There’s a video of a Starbucks employee named Avery in tears over their labor conditions working at Starbucks making the rounds across the internet this week. It seems to hit a chord with many who feel that the personal conditions they outline, working 25 hours a week while being a full-time student, is overexaggerated and their complaints aren’t valid.
“I’m a full-time student,” Avery said in the video.” I get scheduled for 25 hours a week, and on weekends they schedule me the entire day — open to close. I’m on the schedule for eight-and-a-half hours, both Saturday and Sunday.”
What many people have left out in their coverage, however, is Avery’s overall point. It’s not about Avery’s personal workload, though that is a part of it. It’s that the workers at his Starbucks are outnumbered by the customers at the store. In other words, management has chosen to maximize profit rather than make sure that the store is appropriately staffed.
“There are so many customers and we have four people on the floor all day,” the video said.

EXTRACTED RECORDS:
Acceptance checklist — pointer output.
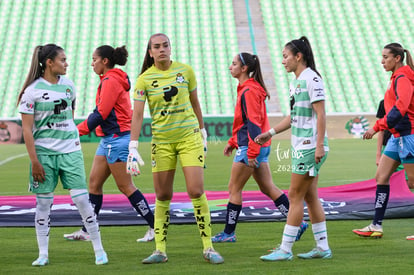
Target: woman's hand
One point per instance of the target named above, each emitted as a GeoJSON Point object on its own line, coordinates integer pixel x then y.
{"type": "Point", "coordinates": [228, 150]}
{"type": "Point", "coordinates": [38, 173]}
{"type": "Point", "coordinates": [369, 134]}
{"type": "Point", "coordinates": [262, 138]}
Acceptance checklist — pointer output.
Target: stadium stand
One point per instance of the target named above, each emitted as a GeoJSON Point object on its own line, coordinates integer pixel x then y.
{"type": "Point", "coordinates": [347, 37]}
{"type": "Point", "coordinates": [202, 34]}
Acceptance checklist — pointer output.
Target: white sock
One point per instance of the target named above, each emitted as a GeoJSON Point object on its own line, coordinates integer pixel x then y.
{"type": "Point", "coordinates": [81, 198]}
{"type": "Point", "coordinates": [44, 203]}
{"type": "Point", "coordinates": [320, 235]}
{"type": "Point", "coordinates": [289, 236]}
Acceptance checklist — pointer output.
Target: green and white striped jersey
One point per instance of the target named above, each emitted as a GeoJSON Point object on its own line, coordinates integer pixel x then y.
{"type": "Point", "coordinates": [305, 90]}
{"type": "Point", "coordinates": [54, 130]}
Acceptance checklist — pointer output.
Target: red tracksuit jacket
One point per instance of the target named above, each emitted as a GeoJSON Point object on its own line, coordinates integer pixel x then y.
{"type": "Point", "coordinates": [399, 104]}
{"type": "Point", "coordinates": [113, 112]}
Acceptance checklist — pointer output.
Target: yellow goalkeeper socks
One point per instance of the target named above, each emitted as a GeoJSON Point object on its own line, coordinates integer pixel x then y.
{"type": "Point", "coordinates": [203, 219]}
{"type": "Point", "coordinates": [161, 222]}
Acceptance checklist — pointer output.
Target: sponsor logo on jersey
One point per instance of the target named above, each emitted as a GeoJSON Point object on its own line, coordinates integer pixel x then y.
{"type": "Point", "coordinates": [180, 78]}
{"type": "Point", "coordinates": [305, 142]}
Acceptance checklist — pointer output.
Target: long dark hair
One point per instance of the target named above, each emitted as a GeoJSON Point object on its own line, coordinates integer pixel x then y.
{"type": "Point", "coordinates": [396, 49]}
{"type": "Point", "coordinates": [148, 60]}
{"type": "Point", "coordinates": [253, 68]}
{"type": "Point", "coordinates": [117, 56]}
{"type": "Point", "coordinates": [303, 46]}
{"type": "Point", "coordinates": [40, 55]}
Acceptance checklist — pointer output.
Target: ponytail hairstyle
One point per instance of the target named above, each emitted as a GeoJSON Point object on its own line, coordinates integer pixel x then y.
{"type": "Point", "coordinates": [302, 45]}
{"type": "Point", "coordinates": [396, 49]}
{"type": "Point", "coordinates": [117, 56]}
{"type": "Point", "coordinates": [253, 68]}
{"type": "Point", "coordinates": [40, 55]}
{"type": "Point", "coordinates": [148, 60]}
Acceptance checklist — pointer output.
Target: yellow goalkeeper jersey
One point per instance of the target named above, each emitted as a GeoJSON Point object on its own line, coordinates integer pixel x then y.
{"type": "Point", "coordinates": [168, 96]}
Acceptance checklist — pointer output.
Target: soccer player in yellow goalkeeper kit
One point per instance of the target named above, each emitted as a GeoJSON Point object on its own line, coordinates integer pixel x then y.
{"type": "Point", "coordinates": [178, 132]}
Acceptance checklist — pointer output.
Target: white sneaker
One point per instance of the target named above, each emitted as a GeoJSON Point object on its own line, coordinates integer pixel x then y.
{"type": "Point", "coordinates": [79, 235]}
{"type": "Point", "coordinates": [148, 237]}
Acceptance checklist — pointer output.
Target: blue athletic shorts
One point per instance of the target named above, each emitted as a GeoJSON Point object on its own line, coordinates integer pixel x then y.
{"type": "Point", "coordinates": [115, 149]}
{"type": "Point", "coordinates": [400, 149]}
{"type": "Point", "coordinates": [241, 155]}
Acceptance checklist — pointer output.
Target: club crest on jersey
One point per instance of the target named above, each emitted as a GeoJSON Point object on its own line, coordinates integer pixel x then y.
{"type": "Point", "coordinates": [29, 106]}
{"type": "Point", "coordinates": [68, 93]}
{"type": "Point", "coordinates": [180, 78]}
{"type": "Point", "coordinates": [140, 93]}
{"type": "Point", "coordinates": [297, 90]}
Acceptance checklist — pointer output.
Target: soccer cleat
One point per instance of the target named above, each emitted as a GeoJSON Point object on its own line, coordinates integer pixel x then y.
{"type": "Point", "coordinates": [316, 253]}
{"type": "Point", "coordinates": [302, 228]}
{"type": "Point", "coordinates": [101, 258]}
{"type": "Point", "coordinates": [277, 255]}
{"type": "Point", "coordinates": [223, 237]}
{"type": "Point", "coordinates": [41, 261]}
{"type": "Point", "coordinates": [148, 237]}
{"type": "Point", "coordinates": [370, 231]}
{"type": "Point", "coordinates": [155, 258]}
{"type": "Point", "coordinates": [212, 256]}
{"type": "Point", "coordinates": [79, 235]}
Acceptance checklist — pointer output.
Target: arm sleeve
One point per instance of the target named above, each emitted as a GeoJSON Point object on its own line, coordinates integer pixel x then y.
{"type": "Point", "coordinates": [140, 90]}
{"type": "Point", "coordinates": [381, 110]}
{"type": "Point", "coordinates": [250, 103]}
{"type": "Point", "coordinates": [316, 89]}
{"type": "Point", "coordinates": [27, 103]}
{"type": "Point", "coordinates": [192, 81]}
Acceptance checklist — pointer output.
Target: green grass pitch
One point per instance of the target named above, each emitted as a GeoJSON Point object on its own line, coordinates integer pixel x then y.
{"type": "Point", "coordinates": [348, 161]}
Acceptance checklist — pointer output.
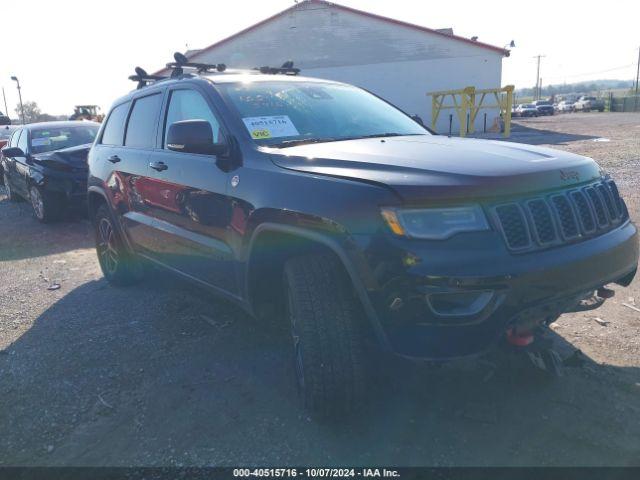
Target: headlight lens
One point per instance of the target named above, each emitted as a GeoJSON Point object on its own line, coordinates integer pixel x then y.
{"type": "Point", "coordinates": [435, 223]}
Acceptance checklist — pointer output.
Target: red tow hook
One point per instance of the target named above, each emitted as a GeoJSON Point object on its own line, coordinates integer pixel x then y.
{"type": "Point", "coordinates": [519, 339]}
{"type": "Point", "coordinates": [604, 292]}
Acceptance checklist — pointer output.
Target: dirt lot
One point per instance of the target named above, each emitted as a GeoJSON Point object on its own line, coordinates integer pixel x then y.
{"type": "Point", "coordinates": [159, 375]}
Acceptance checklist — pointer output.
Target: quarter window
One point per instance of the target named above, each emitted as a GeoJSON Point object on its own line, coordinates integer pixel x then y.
{"type": "Point", "coordinates": [114, 129]}
{"type": "Point", "coordinates": [141, 129]}
{"type": "Point", "coordinates": [190, 105]}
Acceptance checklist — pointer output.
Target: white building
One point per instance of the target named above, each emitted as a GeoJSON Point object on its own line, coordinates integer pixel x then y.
{"type": "Point", "coordinates": [399, 61]}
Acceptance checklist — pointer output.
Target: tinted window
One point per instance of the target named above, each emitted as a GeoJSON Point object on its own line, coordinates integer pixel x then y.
{"type": "Point", "coordinates": [57, 138]}
{"type": "Point", "coordinates": [23, 141]}
{"type": "Point", "coordinates": [114, 129]}
{"type": "Point", "coordinates": [190, 105]}
{"type": "Point", "coordinates": [5, 133]}
{"type": "Point", "coordinates": [14, 138]}
{"type": "Point", "coordinates": [141, 129]}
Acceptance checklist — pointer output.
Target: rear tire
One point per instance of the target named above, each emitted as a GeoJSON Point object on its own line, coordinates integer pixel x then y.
{"type": "Point", "coordinates": [11, 195]}
{"type": "Point", "coordinates": [328, 337]}
{"type": "Point", "coordinates": [119, 266]}
{"type": "Point", "coordinates": [46, 207]}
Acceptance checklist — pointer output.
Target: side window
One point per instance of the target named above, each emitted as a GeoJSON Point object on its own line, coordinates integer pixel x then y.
{"type": "Point", "coordinates": [14, 138]}
{"type": "Point", "coordinates": [189, 105]}
{"type": "Point", "coordinates": [114, 128]}
{"type": "Point", "coordinates": [141, 129]}
{"type": "Point", "coordinates": [23, 142]}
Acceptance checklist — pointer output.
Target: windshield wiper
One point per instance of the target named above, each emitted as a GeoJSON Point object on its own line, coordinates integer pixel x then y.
{"type": "Point", "coordinates": [380, 135]}
{"type": "Point", "coordinates": [304, 141]}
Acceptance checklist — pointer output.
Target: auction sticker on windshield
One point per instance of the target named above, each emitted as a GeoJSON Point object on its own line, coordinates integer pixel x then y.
{"type": "Point", "coordinates": [270, 127]}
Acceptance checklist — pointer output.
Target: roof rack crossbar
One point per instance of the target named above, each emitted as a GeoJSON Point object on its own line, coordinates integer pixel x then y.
{"type": "Point", "coordinates": [181, 62]}
{"type": "Point", "coordinates": [287, 68]}
{"type": "Point", "coordinates": [143, 78]}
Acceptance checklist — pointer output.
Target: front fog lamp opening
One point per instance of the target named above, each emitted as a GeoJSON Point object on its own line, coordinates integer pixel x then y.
{"type": "Point", "coordinates": [459, 304]}
{"type": "Point", "coordinates": [435, 223]}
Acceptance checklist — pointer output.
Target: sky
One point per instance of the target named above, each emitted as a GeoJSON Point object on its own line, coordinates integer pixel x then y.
{"type": "Point", "coordinates": [68, 52]}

TASK SET:
1. In the text about the Starbucks employee's video, rewrite the paragraph beginning "What many people have left out" more briefly, keeping its main facts.
2. Reproduce the passage of the text about the Starbucks employee's video from "What many people" to "the video said.".
3. Go on with the text about the Starbucks employee's video, starting right after its last sentence.

ANSWERS FOR THE TASKS:
1. Most coverage has missed Avery's main point. That point is only partly about Avery's own workload. It is mainly that the store's workers are outnumbered by its customers, because management has put profit ahead of proper staffing.

2.
What many people have left out in their coverage, however, is Avery’s overall point. It’s not about Avery’s personal workload, though that is a part of it. It’s that the workers at his Starbucks are outnumbered by the customers at the store. In other words, management has chosen to maximize profit rather than make sure that the store is appropriately staffed.
“There are so many customers and we have four people on the floor all day,” the video said.

3.
“Only five people were scheduled for the day and one of them had to call out. There are only thirteen employees at the whole store and so many customers. We don’t have fair scheduling, managers don’t care about us, the manager was supposed to work this weekend and just tore the schedule down because he didn’t want to be held accountable for not wanting to come in.”
Avery’s location is not alone in the way it’s staffed. There is a petition on coworker.org outlining the worker shortage as it is, calling for corporate to find better staffing solutions.
“The labor situation has gone from tight to infuriating,” the site reads. “Labor has been cut so much in corporate stores, that one call-off (an employee calling in sick) impacts the entire day, as managers are directed to cut shifts to save on labor costs. Baristas trying to work more than 25 hours a week (myself included) find that a near impossible task.”
It is clear that Starbucks caters its hiring to people like students looking for a part-time job, and the reason they do that is simple. In most cases, they don’t have to hire workers that need full-time benefits. In the case of tenured Starbucks employees, this is a slap in the face, while actual students like Avery find themselves overworked in comparison to their outside life.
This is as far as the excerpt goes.